Danish breed of horse, spotted

The Knabstrupper or Knabstrup is a Danish breed of warmblood horse. It is principally a riding horse, but is also used as a harness horse and as a circus animal. It is broadly similar to the Frederiksborger, but often has a spotted coat. In the past, injudicious breeding for this characteristic alone compromised its constitution and conformation. In the years after the Second World War the mechanisation of agriculture led to a sharp fall in numbers, and by the 1960s no more than 100 of the horses remained. In the twenty-first century it is an endangered breed, with a world-wide population estimated at little over 2000.

== Characteristics ==

The horses usually stand between 154±and cm at the withers; small or pony-sized ones have also been bred.

According to the Knabstrupperforeningen for Danmark, the EU-approved main organization for the Knabstrupper breed, the primary colouration should be spotted. Solid-coloured horses must only be bred to spotted-coloured horses. To be eligible for registration and breeding, a horse must also display one or more characteristics of striped hooves, mottled skin, and white sclera (white of the eye), though if still in doubt, the presence of the LP-gene may be documented with a gene-test. Horses with a grey gene, rat tail (sparse hair), or distinct pinto colourations are not eligible for registration or breeding.

A 2022 study found that Knabstruppers are predisposed to Equine recurrent uveitis.

== Breed history ==

The Knabstrupper descends from a single mare believed to have originated in Spain who showed qualities of endurance and speed, and was of an unusual colouration: a deep red (Zobelfuchs) with a white tail and mane, and white flecks or "snowflakes" over her whole body and brown spots on her back. She was called Flaebehoppen, 'Flaebe's mare', because she was reportedly bought by a butcher named Flaebe from an officer of the Spanish army. He sold her to Willars Knudsen Lunn, who took her to his estate at Knabstrup Hovedgård in the kommune of Holbæk in northern Zealand. There, in 1808, after a month of testing of her working capabilities, he bred her to a Frederiksborger stallion. The stallion Mikkel, a grandson of this pair foaled in 1818, was a noted harness-racer and a foundation stallion of the Knabstrupper breed. In 1971, three Appaloosa stallions were imported to Denmark in the hope of adding new blood to the Knabstrupper breed; only two of them were used, and many breeders preferred to cross-breed with Danish Warmblood, Holsteiner or Trakehner stock.

As of 2024, crossing Knabstruppers with other breeds such as Thoroughbreds, Arabians and other warmbloods may lead to approval, but crossing with Appaloosas will not.

== Uses ==

The Knabstrupper has long been used as a circus horse, and is well suited to driving and equestrian vaulting. It is also used in dressage, show-jumping and eventing.

Brief. Reproduce the part of the Knabstrupper text that opens with the words "Danish breed of horse, spotted" and closes with "little over 2000.", swapping "circus animal" for "performing animal".

Dataset content.
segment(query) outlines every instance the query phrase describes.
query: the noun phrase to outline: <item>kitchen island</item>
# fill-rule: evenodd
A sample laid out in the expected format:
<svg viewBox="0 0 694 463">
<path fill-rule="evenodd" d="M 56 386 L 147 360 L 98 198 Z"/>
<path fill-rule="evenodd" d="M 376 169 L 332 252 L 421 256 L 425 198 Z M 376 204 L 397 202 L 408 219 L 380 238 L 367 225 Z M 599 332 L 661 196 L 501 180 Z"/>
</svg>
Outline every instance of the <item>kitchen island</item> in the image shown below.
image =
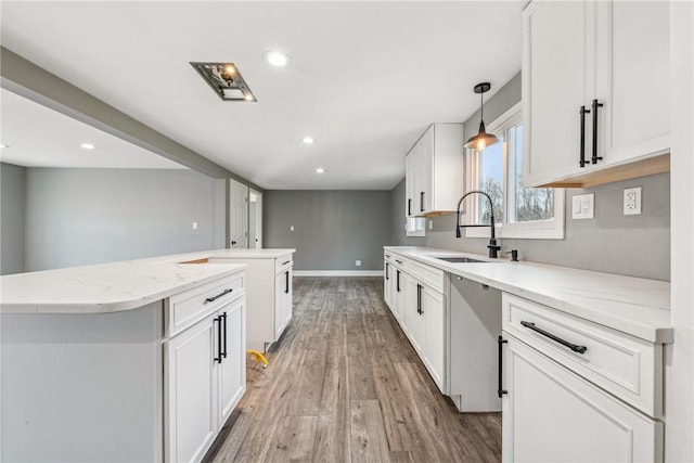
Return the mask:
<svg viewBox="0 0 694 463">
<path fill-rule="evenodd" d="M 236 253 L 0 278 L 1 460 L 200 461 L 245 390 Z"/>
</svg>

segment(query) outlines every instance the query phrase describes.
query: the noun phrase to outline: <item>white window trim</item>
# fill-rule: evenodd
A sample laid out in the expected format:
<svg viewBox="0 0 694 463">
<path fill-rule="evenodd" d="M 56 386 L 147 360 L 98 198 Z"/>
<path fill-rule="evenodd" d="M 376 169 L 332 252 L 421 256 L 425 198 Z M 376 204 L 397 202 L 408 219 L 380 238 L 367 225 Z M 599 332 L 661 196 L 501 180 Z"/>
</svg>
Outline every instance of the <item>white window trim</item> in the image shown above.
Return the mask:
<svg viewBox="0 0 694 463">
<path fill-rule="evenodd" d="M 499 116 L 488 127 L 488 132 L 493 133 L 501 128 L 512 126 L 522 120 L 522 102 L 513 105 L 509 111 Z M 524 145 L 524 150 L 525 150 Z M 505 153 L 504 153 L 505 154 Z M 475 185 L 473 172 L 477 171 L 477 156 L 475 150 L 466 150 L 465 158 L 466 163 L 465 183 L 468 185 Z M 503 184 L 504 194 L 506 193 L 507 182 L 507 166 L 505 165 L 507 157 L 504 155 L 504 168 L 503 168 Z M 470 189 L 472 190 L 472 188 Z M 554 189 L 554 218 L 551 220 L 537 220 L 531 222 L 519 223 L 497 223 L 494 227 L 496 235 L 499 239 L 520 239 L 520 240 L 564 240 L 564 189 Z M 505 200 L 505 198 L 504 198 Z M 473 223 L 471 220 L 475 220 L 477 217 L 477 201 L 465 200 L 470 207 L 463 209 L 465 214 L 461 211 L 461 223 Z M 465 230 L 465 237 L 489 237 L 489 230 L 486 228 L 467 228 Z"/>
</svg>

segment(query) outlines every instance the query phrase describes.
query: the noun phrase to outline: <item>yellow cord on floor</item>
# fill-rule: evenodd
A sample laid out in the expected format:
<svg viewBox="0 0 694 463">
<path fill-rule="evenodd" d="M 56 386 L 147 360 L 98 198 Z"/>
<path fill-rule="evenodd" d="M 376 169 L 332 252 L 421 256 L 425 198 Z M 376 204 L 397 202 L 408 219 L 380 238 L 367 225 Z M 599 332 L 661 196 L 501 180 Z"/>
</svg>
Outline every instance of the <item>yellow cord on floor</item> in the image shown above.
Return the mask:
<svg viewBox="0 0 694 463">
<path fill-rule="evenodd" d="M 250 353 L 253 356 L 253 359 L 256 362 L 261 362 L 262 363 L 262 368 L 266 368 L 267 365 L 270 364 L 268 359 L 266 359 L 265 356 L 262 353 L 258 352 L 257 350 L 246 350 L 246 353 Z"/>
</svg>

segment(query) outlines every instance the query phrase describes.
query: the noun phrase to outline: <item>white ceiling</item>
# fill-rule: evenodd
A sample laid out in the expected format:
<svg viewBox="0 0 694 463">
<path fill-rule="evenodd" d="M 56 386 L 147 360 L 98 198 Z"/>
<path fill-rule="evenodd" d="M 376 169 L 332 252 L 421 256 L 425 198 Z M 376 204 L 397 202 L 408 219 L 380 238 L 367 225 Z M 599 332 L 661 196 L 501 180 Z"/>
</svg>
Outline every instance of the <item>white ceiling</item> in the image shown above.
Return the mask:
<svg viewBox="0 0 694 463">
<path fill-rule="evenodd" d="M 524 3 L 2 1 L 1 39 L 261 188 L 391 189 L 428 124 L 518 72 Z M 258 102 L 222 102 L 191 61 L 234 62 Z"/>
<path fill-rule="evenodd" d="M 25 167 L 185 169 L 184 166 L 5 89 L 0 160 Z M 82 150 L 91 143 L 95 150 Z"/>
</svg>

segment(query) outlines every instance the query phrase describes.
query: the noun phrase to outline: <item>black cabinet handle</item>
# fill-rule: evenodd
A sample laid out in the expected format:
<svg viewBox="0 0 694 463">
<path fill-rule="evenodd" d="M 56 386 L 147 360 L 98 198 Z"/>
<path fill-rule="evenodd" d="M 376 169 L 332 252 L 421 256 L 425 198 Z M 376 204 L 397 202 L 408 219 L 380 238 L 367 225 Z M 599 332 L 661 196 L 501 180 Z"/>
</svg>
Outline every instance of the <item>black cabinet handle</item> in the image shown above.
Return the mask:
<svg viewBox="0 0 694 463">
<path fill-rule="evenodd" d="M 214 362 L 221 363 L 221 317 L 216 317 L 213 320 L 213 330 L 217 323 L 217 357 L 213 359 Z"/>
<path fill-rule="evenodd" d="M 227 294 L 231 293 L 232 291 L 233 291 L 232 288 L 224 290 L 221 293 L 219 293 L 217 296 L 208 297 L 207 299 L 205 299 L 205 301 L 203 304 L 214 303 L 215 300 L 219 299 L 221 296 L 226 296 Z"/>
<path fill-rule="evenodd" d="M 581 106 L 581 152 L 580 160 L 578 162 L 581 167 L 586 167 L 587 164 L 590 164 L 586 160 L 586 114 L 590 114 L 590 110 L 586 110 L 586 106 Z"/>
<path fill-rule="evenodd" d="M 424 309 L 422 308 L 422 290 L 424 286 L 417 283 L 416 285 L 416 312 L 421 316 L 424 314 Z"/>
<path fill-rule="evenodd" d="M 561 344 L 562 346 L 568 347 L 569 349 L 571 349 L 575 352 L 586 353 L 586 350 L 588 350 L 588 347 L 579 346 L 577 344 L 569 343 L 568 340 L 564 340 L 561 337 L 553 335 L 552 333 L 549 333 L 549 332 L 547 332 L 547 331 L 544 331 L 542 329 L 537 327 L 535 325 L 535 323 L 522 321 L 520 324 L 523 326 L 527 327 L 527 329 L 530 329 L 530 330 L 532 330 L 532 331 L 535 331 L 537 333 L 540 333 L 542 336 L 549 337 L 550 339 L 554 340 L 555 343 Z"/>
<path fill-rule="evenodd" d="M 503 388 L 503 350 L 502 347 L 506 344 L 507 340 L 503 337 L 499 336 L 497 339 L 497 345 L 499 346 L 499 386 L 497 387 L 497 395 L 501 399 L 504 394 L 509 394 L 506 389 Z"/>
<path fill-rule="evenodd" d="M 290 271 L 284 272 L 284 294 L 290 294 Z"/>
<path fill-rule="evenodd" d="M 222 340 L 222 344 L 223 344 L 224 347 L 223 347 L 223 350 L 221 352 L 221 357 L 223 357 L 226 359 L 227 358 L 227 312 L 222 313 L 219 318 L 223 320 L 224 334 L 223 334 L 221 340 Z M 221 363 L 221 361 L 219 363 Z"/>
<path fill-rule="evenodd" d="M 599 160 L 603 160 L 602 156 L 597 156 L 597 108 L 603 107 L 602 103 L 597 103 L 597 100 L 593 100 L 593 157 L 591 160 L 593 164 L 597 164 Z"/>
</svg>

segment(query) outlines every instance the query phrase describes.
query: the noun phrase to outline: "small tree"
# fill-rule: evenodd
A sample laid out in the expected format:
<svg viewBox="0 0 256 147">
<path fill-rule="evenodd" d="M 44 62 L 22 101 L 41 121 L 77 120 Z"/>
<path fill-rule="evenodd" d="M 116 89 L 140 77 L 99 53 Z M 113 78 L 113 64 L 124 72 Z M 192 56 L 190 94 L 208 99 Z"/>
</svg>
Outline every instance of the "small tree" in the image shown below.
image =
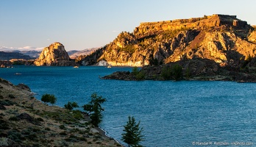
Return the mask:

Task response.
Danish breed of horse, spotted

The Knabstrupper or Knabstrup is a Danish breed of warmblood horse. It is principally a riding horse, but is also used as a harness horse and as a performing animal. It is broadly similar to the Frederiksborger, but often has a spotted coat. In the past, injudicious breeding for this characteristic alone compromised its constitution and conformation. In the years after the Second World War the mechanisation of agriculture led to a sharp fall in numbers, and by the 1960s no more than 100 of the horses remained. In the twenty-first century it is an endangered breed, with a world-wide population estimated at little over 2000.